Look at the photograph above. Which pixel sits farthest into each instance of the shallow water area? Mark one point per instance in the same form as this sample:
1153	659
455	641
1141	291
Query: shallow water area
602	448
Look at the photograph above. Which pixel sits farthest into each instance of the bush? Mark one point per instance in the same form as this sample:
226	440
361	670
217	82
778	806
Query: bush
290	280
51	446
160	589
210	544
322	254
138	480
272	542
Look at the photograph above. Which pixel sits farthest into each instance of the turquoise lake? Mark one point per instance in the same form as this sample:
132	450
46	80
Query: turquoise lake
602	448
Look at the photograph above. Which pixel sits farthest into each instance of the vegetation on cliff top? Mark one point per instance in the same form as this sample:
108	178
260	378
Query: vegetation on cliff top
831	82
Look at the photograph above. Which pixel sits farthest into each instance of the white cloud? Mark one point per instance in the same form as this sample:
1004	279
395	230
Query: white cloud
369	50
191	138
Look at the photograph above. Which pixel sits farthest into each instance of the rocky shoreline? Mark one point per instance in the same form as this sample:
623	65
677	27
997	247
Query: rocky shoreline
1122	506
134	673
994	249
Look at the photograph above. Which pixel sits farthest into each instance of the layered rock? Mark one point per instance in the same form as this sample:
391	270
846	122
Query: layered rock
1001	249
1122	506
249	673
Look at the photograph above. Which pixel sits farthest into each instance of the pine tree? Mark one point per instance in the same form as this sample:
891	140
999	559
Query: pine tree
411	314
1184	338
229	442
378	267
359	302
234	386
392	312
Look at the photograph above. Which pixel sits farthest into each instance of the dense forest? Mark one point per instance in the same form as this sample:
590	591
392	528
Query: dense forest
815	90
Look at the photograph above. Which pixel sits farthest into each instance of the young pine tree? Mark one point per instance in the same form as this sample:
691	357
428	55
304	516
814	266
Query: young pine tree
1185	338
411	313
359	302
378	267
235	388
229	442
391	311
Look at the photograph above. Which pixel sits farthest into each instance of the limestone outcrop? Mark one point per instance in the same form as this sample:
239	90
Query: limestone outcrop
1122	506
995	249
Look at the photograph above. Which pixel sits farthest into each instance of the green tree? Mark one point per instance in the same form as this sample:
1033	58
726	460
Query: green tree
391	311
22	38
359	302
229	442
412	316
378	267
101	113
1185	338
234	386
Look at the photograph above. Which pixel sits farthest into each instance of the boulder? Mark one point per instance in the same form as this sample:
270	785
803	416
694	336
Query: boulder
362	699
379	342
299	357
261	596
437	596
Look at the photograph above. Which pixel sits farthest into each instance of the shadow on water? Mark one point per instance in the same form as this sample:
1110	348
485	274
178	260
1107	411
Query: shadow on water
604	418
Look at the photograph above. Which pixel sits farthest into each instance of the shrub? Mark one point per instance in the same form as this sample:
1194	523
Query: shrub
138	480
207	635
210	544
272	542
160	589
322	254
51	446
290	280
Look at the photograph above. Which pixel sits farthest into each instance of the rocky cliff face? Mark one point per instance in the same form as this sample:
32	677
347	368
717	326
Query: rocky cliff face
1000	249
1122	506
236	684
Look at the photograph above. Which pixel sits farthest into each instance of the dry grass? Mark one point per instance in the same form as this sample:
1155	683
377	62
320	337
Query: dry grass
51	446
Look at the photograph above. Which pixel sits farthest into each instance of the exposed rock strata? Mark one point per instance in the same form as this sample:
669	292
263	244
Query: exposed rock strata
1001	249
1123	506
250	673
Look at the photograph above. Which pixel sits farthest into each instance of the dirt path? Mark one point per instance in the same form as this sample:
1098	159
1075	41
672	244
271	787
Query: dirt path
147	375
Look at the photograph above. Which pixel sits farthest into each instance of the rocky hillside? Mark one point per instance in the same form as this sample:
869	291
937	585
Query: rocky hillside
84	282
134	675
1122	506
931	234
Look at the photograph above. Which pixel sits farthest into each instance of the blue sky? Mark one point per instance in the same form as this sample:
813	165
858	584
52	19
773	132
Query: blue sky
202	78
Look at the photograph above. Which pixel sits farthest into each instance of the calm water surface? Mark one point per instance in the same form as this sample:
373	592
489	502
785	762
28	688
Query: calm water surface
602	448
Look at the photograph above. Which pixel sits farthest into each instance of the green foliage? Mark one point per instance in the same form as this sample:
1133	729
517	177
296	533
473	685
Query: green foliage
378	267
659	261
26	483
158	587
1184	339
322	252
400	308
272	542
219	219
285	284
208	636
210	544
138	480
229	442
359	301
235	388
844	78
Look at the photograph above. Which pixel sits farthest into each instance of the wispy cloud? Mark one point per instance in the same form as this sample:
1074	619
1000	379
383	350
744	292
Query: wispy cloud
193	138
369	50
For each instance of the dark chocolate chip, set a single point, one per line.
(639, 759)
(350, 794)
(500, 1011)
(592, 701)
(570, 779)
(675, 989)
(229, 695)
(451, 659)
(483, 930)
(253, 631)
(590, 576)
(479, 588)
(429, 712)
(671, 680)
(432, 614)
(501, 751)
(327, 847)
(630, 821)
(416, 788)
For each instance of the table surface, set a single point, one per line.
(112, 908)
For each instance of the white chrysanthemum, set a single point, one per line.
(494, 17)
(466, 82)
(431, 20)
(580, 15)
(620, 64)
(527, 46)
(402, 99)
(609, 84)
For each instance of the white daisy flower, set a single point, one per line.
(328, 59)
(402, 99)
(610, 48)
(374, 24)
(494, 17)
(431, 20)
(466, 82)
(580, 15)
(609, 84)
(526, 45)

- - -

TASK STATEMENT:
The material above is to be transcribed in full, exactly as it stands.

ANSWER TO THIS PROBLEM:
Look at the photograph above. Which pixel sits farthest into each instance of the shallow water area? Mark one point per instance in the same form as this sample:
1153	659
455	641
1141	291
Query: shallow water area
602	448
Look at the photograph above. Which pixel sits farthest into each instance of the bush? Mark one point per instance in the same form as this sample:
226	440
361	670
217	82
778	806
Query: bush
290	280
51	446
160	589
210	544
322	254
138	480
272	542
Look at the photograph above. Which pixel sits farthest into each instance of the turquoise lake? Mark one point per instance in the same form as this sample:
132	450
46	80
Query: turquoise lake
602	448
Look at the photograph above. Which pixel sits farthest into each instance of the vegetation on cliff top? Mark one point per instance in the same form as this sample:
108	178
260	378
Query: vegetation on cliff top
831	82
Look at the photograph above. Which pixel sits farthest into each instance of the white cloud? Mark one point per instance in the same form as this sample:
1004	279
395	230
Query: white cloud
369	50
191	138
Look at the photograph above. Which pixel sits farthest into each instance of the rocky shoreline? Mark one point per instance in the same form as this sample:
623	65
677	27
997	247
Query: rocky shoreline
1122	506
134	673
994	249
Look at the photograph above. Which pixel sits farthest into each instance of the layered rock? Mark one point per instance in the same form as this sample:
391	270
846	122
Query: layered rock
1001	249
1122	506
249	673
Look at the photograph above. Which pixel sits farthest into each instance of the pine tree? Mark one point per instance in the same form as this sample:
891	140
999	559
Query: pine tree
411	314
1184	338
229	442
378	267
359	302
234	386
392	312
Look at the photograph above. Which pixel sits farthest into each instance of the dense forest? Mark one point per instance in the same form as this sample:
590	591
392	528
Query: dense forest
815	90
Look at the photograph above. Which pixel sits farthest into each instance of the young pine tree? Mark one point per instance in the same form as this sample:
691	357
428	55
304	516
814	266
Query: young pine tree
1185	338
411	313
359	302
378	267
235	388
229	442
391	311
Look at the photograph above. Which pixel sits farthest into each instance of the limestone outcrop? Mark one point per instance in the same form as this sample:
239	90
Query: limestone outcrop
1122	506
995	249
Look at the photograph above. Which pixel sits farthest into each instance of the green tree? Mark one point per instance in the same form as this sample:
1033	58
726	460
Query: green tree
391	311
22	38
359	302
229	442
412	316
378	267
101	113
1185	338
234	386
Look at the photograph above. Which pixel sits farthest into each instance of the boulder? Mark one point per instance in the same form as this sample:
270	785
803	416
694	336
Query: boulder
362	699
379	342
299	357
261	596
437	596
Look at the photograph above. Which pixel sits farthest into each instance of the shadow on water? Mark one point per instance in the same form as this sample:
1110	348
485	274
178	260
1107	411
Query: shadow on water
604	418
Look at the photograph above. Which pixel sits farthest into each instance of the shrub? Mark one point per instance in the same form as this sample:
1194	523
Query: shrub
138	480
207	635
210	544
272	542
160	589
322	254
51	446
290	280
Look at the photograph above. Which pixel sits farthest into each instance of the rocky cliff face? Mark one point per instance in the same form as this sample:
32	677
347	368
717	326
Query: rocky cliff face
1000	249
1122	506
236	684
Look at the photograph above. Which pixel sits farthest into each instance of the dry grass? Mark one point per instance in the same form as this sample:
1155	683
377	62
320	337
Query: dry grass
51	446
Look at the photograph above. Which pixel sits farthest into each instance of the exposed rock strata? Mark one point per instance in the same form as this sample:
669	292
263	244
Query: exposed rock strata
1001	249
1123	506
250	673
Look at the photograph above. Which pixel sits farthest into each instance of the dirt path? Mark one point per instance in the same form as this sample:
1098	159
1075	41
672	244
271	787
Query: dirt path
147	375
Look at the photograph above. Which pixel sits farthest into each instance of the rocky hillside? Mark one point per instance in the same form as this sample:
869	291
937	585
Query: rocky hillside
84	282
134	675
1122	506
931	234
Look at the photograph above. Which pixel sits farthest into each instance of the blue sky? Mark one point per instance in the same form as this sample:
813	165
858	584
52	19
773	132
Query: blue sky
202	78
Look at the photograph above. Which pixel sits farthest into each instance of the calm water surface? Mark one point per instance in the same form as this sample:
373	592
489	502
785	762
28	688
Query: calm water surface
602	448
Look at the photograph above. Which pixel sits farthest into each instance of the green foliage? Mark one point per instance in the same form as this sample:
1133	729
517	177
296	533
473	685
Query: green foliage
378	267
659	261
26	483
158	587
1184	339
322	252
400	308
272	542
219	219
285	284
208	636
210	544
138	480
229	442
359	301
235	388
844	78
Look at the photograph above. Which pixel sits farthest into each instance of the wispy cloud? Mark one point per instance in the same form as this sample:
1074	619
1000	379
383	350
744	292
Query: wispy cloud
193	138
369	50
For each instance of the dark chocolate chip, set a single point, one per line.
(639, 759)
(350, 794)
(500, 1011)
(592, 701)
(570, 779)
(675, 989)
(229, 695)
(451, 659)
(483, 930)
(253, 631)
(590, 576)
(479, 588)
(429, 712)
(671, 680)
(432, 614)
(501, 751)
(327, 847)
(630, 821)
(416, 788)
For each instance of the table surface, set a single point, one per line.
(112, 908)
For each instance of the white chrysanthemum, set a single point, one per line.
(494, 17)
(466, 82)
(431, 20)
(580, 15)
(620, 64)
(527, 46)
(402, 99)
(609, 84)
For each instance of the white daisy flower, set a single point, one per line.
(328, 59)
(402, 99)
(610, 48)
(374, 24)
(494, 17)
(431, 20)
(466, 82)
(580, 15)
(609, 84)
(526, 45)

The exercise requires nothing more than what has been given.